Excerpt:

********************

Ayers had shipped out from Great Lakes Naval Station to his new berth as a “deck ape” on the Spence only eleven days earlier. Growing up on the fringes of Lake Michigan, Ayers was an avid swimmer and water skier who had never been afraid of the water. When he was fourteen years old, a family friend in Michigan City had invited him to crew on an old, gaff-rigged sixty-foot schooner, and the jangly, gawky teenager had taken to sailing like a seal to the sea. It was natural that when it came time to choose a service, he had enlisted in the navy.
On the first day Ayers reported to the Spence on Ulithi, the ship’s bosun’s mate had ordered him and another young crewman to wash down the skipper’s gig, the captain’s small launch, which was still swung outboard over the rail. A few moments later the bosun’s mate found another task for Ayers and hollered for him to come back in. As he made his way from the gig to the destroyer’s deck, instinct took over, and instead of edging across the launch and leaping down onto the deck, he grabbed a secure line and slid over. For an instant his momentum carried him out of sight of the bosun’s mate, who thought he’d fallen into the lagoon. When Ayers popped back up into view, the shocked and angry bosun’s mate cursed him long and loud.
Young Ayers’s fearlessness, however, was to inadvertently help save his life. For, following this inauspicious debut, he had spent the next four days on punishment duty fashioning the Spence’s ratlines—thin, meshlike ropes running horizontally from the ship’s shroud, the iron rod extending from the mast to the futtock plate, used to brace the base of the topmast. These ratlines were to prevent men from falling overboard. Ayers had but recently written to his parents about how proud he was to be a part of “Bull” Halsey’s Big Blue Fleet, sailing with the Tin Can Navy to boot. Respect and affection for the “fighting admiral” were such that whenever a Third Fleet sailor ran into another seaman, the response to the immemorial navy greeting—“What ship you on now, sailor?”—was a proud, “I’m with Halsey.” Yet less than a week into his service, Ayers now found himself muttering to any crewmate who would listen, “I’m so sick and tired of making them damn ratlines. Damn, dirty, creosote-coated hemp.”
Yet, on the morning of December 17, as the gathering storm tossed the Spence like driftwood, Ayers decided that those damn ratlines might just come in handy after all. At a few moments past noon, Halsey himself signaled the Spence’s captain, Lt. Comdr. James Andrea, to steam along the starboard beam of his flagship and begin taking fuel from the New Jersey’s forward and aft bunkers. The Spence, down to between 10 and 15 percent of her fuel capacity, was sailing close enough to the New Jersey that the admiral could see that she was riding high and struggling mightily in the brutal wash.
Fueling a destroyer from a battleship, as opposed to from an oiler, is often less treacherous in confused seas, as the battlewagon’s higher freeboard, greater mass, and maneuverability create, in theory, a natural lee to protect the smaller vessel from wind and horizontal rains. Like her Farragut-class counterparts, the Fletcher-class Spence was top-heavy. Additional radar scanners and antiaircraft guns had been installed on her deck in San Francisco, and this supplementary weight combined with her empty fuel bunkers to make her that much more “tender” as she approached the New Jersey in the escalating winds.

********************

Supplied data:
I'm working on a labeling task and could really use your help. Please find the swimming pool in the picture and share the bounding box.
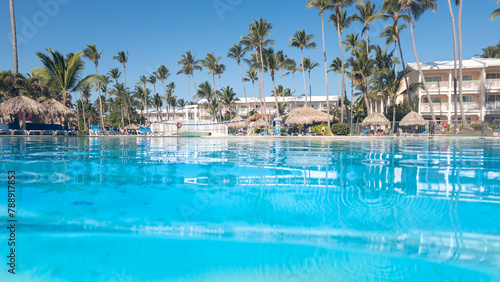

********************

To be done:
Reproduce word for word the stretch of the excerpt about Ayers and the Spence from "Fueling a destroyer" through "the escalating winds.".

Answer to this task:
Fueling a destroyer from a battleship, as opposed to from an oiler, is often less treacherous in confused seas, as the battlewagon’s higher freeboard, greater mass, and maneuverability create, in theory, a natural lee to protect the smaller vessel from wind and horizontal rains. Like her Farragut-class counterparts, the Fletcher-class Spence was top-heavy. Additional radar scanners and antiaircraft guns had been installed on her deck in San Francisco, and this supplementary weight combined with her empty fuel bunkers to make her that much more “tender” as she approached the New Jersey in the escalating winds.